What the task asks: Rewrite the rows below as a numbered list, omitting any blank lines.

[Some rows]
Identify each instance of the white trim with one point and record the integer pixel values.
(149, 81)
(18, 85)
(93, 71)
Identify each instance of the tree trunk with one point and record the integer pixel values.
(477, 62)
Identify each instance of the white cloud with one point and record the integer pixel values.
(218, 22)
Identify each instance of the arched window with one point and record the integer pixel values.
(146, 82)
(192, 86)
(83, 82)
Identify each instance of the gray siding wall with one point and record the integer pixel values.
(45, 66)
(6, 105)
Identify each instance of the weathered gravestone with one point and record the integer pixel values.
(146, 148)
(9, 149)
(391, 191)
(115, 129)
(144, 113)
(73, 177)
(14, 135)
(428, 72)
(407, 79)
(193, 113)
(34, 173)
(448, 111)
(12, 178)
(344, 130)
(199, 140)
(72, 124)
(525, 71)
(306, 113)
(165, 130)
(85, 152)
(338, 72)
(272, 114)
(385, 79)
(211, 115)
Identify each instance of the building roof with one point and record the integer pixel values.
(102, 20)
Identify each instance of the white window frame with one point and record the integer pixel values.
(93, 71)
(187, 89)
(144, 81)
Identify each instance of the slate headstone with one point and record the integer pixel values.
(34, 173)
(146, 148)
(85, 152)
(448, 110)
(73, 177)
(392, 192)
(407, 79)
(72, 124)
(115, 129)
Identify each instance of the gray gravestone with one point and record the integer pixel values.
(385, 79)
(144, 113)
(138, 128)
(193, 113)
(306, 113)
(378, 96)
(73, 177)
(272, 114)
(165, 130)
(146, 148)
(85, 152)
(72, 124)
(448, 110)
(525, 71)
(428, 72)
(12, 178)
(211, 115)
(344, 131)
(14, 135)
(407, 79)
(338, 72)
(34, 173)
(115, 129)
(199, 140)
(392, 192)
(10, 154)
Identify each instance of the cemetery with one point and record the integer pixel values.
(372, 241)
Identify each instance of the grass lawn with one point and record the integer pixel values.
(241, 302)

Correct result:
1. Identify each instance of the white trim with one point and record the integer pixel values.
2. (149, 81)
3. (18, 85)
4. (93, 71)
5. Identify each instance of the tree trunk with one point and record the integer pixel values.
6. (477, 62)
7. Identify each instance of the white cloud with one point and record the integer pixel values.
8. (218, 22)
9. Identify each instance of the arched window with one point and record the integer pixel values.
10. (146, 82)
11. (192, 86)
12. (83, 82)
13. Identify each instance of the gray siding wall with one point and record the integer pixel values.
14. (45, 66)
15. (6, 105)
16. Identify each instance of the weathered gravestone with one point and record the integer pixel values.
17. (146, 148)
18. (9, 149)
19. (391, 191)
20. (115, 129)
21. (144, 113)
22. (73, 177)
23. (14, 135)
24. (428, 72)
25. (407, 79)
26. (193, 113)
27. (34, 173)
28. (448, 111)
29. (12, 178)
30. (344, 130)
31. (199, 140)
32. (72, 124)
33. (525, 71)
34. (306, 113)
35. (165, 130)
36. (85, 152)
37. (338, 72)
38. (272, 114)
39. (385, 79)
40. (211, 115)
41. Identify each instance of the building roof with one point and record the integer pixel values.
42. (102, 20)
43. Identify each instance of the white window frame with one point and record the integer pixel values.
44. (93, 71)
45. (187, 89)
46. (144, 81)
47. Identify each instance of the slate headstone with one point and record the integer pixel values.
48. (34, 173)
49. (146, 148)
50. (85, 152)
51. (448, 110)
52. (73, 177)
53. (392, 192)
54. (407, 79)
55. (72, 124)
56. (115, 129)
57. Identify each instance of the gray gravestone with one point and record the integer pixel values.
58. (385, 79)
59. (144, 113)
60. (138, 128)
61. (193, 113)
62. (306, 113)
63. (378, 96)
64. (73, 177)
65. (272, 114)
66. (165, 130)
67. (146, 148)
68. (85, 152)
69. (72, 124)
70. (448, 110)
71. (525, 71)
72. (428, 72)
73. (12, 178)
74. (211, 115)
75. (344, 131)
76. (14, 135)
77. (407, 79)
78. (338, 72)
79. (34, 173)
80. (115, 129)
81. (199, 140)
82. (392, 192)
83. (10, 154)
84. Identify each instance of the cemetery with one point and record the integer pixel values.
85. (372, 241)
86. Identify each instance of the grass lawn with one point and record the integer pixel values.
87. (241, 302)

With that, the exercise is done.